## Work required
The response must match the data below exactly, line for line.
....
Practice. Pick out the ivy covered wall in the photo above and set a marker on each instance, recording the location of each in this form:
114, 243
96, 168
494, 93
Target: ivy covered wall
....
## Response to the exercise
Practice. Pick out the ivy covered wall in the photo above and set a marker on each instance, recording the location of each in this form:
114, 243
96, 168
494, 93
Target: ivy covered wall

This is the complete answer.